Exercise material »
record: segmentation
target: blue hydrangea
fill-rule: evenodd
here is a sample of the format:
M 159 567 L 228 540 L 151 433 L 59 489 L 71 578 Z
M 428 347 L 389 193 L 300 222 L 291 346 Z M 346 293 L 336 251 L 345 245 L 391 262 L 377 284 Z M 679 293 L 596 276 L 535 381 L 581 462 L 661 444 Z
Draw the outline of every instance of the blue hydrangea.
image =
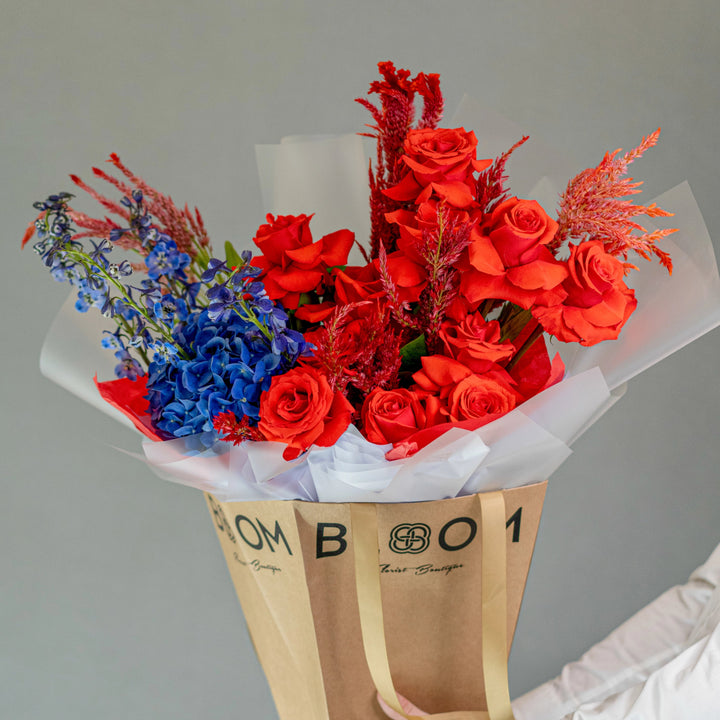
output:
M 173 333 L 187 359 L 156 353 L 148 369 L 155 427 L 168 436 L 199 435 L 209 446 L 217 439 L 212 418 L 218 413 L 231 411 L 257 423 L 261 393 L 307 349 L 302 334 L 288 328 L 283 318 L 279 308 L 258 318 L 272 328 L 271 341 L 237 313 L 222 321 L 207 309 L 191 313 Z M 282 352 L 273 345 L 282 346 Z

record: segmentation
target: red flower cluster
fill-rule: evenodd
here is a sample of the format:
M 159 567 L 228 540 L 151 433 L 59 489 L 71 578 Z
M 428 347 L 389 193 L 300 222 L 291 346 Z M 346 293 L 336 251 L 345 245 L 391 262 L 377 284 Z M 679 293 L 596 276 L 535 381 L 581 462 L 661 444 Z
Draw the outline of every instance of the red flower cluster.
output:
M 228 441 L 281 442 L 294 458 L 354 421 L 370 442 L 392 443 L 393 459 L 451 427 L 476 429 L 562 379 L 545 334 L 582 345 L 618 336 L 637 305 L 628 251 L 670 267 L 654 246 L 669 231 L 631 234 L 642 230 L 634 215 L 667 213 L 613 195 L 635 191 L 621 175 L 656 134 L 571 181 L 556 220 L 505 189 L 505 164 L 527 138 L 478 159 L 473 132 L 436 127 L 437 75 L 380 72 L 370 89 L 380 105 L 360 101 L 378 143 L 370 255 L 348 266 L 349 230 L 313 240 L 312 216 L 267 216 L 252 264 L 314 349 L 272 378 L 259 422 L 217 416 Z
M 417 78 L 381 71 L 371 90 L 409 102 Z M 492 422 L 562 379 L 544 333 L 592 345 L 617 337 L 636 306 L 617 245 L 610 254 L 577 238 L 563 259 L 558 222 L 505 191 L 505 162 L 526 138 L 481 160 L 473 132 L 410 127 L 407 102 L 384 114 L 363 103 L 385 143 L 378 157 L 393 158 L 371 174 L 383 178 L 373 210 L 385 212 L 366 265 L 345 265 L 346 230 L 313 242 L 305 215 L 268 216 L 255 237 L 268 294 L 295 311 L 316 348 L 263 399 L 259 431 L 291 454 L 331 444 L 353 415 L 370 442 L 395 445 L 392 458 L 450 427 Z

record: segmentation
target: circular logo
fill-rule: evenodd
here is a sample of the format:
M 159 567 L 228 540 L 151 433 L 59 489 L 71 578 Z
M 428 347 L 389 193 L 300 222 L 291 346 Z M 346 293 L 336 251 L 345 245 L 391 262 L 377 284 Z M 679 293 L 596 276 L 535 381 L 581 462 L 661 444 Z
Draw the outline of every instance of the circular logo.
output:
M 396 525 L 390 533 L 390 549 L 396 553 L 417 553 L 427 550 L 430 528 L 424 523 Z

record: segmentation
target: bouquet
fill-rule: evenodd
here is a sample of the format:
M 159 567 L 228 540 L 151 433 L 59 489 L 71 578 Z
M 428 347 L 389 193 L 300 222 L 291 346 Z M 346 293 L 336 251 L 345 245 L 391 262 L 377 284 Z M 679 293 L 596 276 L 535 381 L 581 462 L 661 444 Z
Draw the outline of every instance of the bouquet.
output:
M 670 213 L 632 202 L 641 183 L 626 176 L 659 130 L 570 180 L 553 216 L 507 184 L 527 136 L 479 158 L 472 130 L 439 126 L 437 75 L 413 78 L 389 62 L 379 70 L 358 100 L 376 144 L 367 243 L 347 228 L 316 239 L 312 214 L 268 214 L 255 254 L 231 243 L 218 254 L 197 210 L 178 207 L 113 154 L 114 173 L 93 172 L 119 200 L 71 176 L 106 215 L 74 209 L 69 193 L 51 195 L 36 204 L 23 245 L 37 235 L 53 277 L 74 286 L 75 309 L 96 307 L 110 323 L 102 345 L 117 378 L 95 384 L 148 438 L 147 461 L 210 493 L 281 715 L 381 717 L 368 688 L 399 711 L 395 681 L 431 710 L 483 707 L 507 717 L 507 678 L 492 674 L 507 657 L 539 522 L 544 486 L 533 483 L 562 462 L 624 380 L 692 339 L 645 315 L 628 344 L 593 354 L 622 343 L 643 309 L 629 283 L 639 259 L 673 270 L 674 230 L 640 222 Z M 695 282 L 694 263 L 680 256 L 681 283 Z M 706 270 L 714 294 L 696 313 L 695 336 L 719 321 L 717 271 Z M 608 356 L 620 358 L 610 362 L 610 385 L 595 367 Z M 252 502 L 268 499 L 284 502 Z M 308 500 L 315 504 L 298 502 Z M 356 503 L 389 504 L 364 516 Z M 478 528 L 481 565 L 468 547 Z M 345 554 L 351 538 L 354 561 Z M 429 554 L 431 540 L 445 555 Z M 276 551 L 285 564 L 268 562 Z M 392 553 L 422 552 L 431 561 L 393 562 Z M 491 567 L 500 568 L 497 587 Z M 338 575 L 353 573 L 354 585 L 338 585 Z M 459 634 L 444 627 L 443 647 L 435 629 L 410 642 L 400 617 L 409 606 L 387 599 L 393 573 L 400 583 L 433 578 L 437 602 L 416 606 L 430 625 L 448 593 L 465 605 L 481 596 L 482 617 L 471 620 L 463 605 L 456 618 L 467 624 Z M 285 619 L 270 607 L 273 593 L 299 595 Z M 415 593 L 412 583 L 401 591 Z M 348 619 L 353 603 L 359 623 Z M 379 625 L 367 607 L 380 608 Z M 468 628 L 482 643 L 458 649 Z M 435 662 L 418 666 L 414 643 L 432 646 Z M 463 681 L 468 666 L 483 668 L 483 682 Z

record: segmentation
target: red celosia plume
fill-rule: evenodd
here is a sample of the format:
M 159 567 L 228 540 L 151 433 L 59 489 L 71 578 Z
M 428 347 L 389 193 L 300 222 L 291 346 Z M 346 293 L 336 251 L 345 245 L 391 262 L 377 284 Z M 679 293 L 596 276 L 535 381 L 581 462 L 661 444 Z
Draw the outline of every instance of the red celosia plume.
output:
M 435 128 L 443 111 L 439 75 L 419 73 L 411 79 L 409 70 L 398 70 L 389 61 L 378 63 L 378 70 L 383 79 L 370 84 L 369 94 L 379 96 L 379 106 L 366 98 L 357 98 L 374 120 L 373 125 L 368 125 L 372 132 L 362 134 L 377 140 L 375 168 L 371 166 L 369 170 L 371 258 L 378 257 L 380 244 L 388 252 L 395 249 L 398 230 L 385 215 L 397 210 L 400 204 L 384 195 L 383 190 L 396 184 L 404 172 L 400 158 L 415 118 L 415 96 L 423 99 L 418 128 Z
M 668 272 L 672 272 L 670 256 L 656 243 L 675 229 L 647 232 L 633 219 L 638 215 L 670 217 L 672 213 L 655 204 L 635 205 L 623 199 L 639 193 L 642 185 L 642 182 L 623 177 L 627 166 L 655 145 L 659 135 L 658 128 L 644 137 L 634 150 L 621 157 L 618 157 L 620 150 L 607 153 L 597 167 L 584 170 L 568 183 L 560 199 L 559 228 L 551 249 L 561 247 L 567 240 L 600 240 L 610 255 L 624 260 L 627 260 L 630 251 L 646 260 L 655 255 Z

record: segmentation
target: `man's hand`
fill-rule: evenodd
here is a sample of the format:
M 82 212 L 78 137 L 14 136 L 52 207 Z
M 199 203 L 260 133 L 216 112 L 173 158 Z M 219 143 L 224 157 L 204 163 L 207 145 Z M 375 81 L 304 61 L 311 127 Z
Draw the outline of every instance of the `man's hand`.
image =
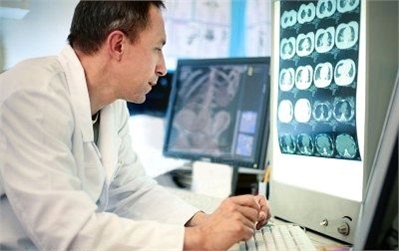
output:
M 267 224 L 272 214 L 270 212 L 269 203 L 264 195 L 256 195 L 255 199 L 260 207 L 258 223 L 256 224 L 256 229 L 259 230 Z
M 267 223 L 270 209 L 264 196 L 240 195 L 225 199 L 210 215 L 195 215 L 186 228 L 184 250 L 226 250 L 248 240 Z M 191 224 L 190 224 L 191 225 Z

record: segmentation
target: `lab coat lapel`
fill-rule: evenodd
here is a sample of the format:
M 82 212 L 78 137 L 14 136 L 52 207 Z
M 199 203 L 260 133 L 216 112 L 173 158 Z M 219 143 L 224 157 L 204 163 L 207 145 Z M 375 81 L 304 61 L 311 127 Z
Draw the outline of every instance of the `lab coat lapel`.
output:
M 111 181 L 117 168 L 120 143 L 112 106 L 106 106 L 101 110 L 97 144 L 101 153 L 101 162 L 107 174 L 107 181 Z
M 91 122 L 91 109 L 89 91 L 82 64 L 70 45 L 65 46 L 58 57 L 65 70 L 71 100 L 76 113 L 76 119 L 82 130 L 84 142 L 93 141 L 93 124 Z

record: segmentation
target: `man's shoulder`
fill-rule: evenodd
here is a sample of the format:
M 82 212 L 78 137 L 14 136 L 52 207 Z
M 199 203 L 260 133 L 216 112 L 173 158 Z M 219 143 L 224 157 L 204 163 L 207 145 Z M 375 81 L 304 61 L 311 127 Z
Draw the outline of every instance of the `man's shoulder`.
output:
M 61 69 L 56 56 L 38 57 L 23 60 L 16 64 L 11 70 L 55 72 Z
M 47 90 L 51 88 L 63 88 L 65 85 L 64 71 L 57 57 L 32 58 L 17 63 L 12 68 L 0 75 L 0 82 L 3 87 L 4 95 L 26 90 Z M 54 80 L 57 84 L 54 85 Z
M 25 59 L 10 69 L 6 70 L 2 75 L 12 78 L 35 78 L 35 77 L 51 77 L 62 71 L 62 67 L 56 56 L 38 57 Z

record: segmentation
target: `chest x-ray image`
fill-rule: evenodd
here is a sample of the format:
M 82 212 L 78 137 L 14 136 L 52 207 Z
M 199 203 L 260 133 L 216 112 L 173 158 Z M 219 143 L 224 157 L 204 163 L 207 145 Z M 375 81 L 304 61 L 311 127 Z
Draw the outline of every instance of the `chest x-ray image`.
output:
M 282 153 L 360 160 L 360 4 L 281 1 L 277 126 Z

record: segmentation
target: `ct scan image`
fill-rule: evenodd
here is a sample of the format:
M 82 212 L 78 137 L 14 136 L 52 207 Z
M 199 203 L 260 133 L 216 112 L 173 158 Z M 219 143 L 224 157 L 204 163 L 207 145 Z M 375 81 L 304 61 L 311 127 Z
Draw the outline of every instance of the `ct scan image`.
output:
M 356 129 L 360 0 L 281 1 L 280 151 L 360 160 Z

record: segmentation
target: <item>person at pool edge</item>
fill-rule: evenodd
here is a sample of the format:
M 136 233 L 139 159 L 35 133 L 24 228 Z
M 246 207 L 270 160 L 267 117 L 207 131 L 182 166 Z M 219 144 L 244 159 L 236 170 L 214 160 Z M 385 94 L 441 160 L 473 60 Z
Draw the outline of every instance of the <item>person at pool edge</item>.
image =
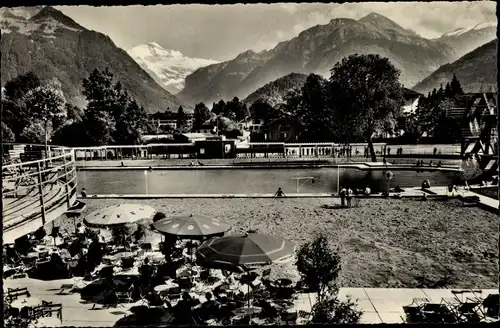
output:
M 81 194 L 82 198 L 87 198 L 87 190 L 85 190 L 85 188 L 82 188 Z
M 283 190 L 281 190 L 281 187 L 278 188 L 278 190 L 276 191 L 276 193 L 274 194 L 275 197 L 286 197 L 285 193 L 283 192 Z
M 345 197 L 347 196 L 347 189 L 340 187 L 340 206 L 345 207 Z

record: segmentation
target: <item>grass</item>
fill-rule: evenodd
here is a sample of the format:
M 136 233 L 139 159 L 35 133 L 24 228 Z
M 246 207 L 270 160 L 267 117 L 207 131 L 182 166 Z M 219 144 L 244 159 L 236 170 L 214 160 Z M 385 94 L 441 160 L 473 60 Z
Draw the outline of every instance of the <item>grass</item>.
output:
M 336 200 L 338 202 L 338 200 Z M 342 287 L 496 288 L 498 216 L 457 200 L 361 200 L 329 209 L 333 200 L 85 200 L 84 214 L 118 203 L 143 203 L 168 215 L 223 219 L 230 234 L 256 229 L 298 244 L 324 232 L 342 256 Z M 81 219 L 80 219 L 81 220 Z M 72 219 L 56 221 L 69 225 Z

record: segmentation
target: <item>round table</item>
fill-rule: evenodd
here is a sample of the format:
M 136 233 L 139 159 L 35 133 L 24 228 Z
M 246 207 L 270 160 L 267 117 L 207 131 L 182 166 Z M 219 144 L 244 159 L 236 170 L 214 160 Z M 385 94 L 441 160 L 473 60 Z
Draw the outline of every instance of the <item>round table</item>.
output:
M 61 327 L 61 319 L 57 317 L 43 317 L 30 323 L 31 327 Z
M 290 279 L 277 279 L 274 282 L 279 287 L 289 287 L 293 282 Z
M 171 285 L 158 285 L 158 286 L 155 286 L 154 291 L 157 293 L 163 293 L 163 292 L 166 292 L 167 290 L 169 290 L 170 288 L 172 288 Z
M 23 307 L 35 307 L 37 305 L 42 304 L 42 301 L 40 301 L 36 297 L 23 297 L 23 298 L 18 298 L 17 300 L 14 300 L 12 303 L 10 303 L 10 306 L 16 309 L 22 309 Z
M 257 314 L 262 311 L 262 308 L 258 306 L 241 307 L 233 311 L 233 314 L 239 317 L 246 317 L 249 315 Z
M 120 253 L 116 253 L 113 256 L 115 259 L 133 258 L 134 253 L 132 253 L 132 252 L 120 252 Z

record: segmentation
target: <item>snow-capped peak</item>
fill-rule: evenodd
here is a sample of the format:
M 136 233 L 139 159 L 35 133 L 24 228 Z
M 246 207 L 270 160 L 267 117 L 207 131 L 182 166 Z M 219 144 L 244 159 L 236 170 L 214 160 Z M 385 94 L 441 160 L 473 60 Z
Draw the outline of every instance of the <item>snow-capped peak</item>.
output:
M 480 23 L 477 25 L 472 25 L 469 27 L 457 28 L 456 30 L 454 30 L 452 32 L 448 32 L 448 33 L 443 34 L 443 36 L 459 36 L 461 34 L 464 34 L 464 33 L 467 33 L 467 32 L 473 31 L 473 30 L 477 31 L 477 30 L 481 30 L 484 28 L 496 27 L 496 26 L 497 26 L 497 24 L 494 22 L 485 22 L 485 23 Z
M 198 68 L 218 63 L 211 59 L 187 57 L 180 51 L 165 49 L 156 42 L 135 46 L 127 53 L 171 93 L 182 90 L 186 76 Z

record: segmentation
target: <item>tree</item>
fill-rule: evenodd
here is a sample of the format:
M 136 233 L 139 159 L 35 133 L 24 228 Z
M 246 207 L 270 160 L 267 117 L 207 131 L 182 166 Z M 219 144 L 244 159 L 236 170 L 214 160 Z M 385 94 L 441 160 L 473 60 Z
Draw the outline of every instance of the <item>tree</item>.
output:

Exercise prompt »
Some lines of the listing may include the string "celosia". Tally them and report only the total.

Answer section »
2